> [Text segment]:
---------------
Guide to 11 of the Most Popular Window Treatments

Few elements of interior design seem to confuse people as much as window treatments because windows vary so much from house to house. The question of décor, the amount of privacy required, how much light to allow in or block out, and whether or not there is a view are all questions that need to be addressed.

  1. Wooden venetian blinds, in wide (my preference) or narrow slats, are a terrific choice. They look chic in a study, library or bedroom. You can find wooden blinds in lots of finishes, from lightly pickled to dark mahogany. Their fabric tapes, which come in a wide range of colors, can be coordinated with the fabric on upholstered furniture. In a kitchen, for example, white blinds with red tape can immediately brighten and bring cheer. Make sure the cord is on the less conspicuous side (and in the kitchen, away from the stove.)
  2. Metal blinds, which are still ubiquitous in office settings, have a harder look to them. Lately, with so many homeowners leaving the high-tech look behind in favor of a warmer, cozier feel, they are not used as much for residential interiors.
---------------
> [Excerpted data]:
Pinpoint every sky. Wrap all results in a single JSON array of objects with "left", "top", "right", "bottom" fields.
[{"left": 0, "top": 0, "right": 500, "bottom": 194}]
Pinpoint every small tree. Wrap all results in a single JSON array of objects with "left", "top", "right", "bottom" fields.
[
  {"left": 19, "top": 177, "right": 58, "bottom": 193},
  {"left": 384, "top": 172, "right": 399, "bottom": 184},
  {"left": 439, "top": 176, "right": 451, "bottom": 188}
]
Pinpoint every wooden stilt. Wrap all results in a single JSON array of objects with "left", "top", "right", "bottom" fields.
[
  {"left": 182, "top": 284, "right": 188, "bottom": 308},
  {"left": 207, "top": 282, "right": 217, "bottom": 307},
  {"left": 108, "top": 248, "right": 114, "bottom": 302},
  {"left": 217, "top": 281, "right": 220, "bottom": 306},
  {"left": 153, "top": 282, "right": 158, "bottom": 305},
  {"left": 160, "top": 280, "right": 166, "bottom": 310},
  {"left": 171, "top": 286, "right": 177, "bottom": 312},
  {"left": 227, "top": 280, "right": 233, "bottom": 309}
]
---------------
> [What you need to do]:
- a) Shorten the paragraph of the window treatment guide that begins "Wooden venetian blinds" into a bulleted list that keeps its main facts.
- b) Express the lines of the records as a JSON list of strings, one per line and leaving out blank lines, starting with the line containing "Pinpoint every wooden" and going on through the last line of the records.
The records are unrelated to the window treatment guide.

> [Full solutions]:
- a)
- Wooden venetian blinds come in wide or narrow slats and are a terrific choice.
- They look chic in a study, library or bedroom.
- Finishes range from lightly pickled to dark mahogany.
- Their fabric tapes come in many colors and can be matched to upholstery fabric, for example white blinds with red tape to brighten a kitchen.
- Put the cord on the less conspicuous side, and in a kitchen keep it away from the stove.

- b)
[
  "Pinpoint every wooden stilt. Wrap all results in a single JSON array of objects with \"left\", \"top\", \"right\", \"bottom\" fields.",
  "[",
  "  {\"left\": 182, \"top\": 284, \"right\": 188, \"bottom\": 308},",
  "  {\"left\": 207, \"top\": 282, \"right\": 217, \"bottom\": 307},",
  "  {\"left\": 108, \"top\": 248, \"right\": 114, \"bottom\": 302},",
  "  {\"left\": 217, \"top\": 281, \"right\": 220, \"bottom\": 306},",
  "  {\"left\": 153, \"top\": 282, \"right\": 158, \"bottom\": 305},",
  "  {\"left\": 160, \"top\": 280, \"right\": 166, \"bottom\": 310},",
  "  {\"left\": 171, \"top\": 286, \"right\": 177, \"bottom\": 312},",
  "  {\"left\": 227, \"top\": 280, \"right\": 233, \"bottom\": 309}",
  "]"
]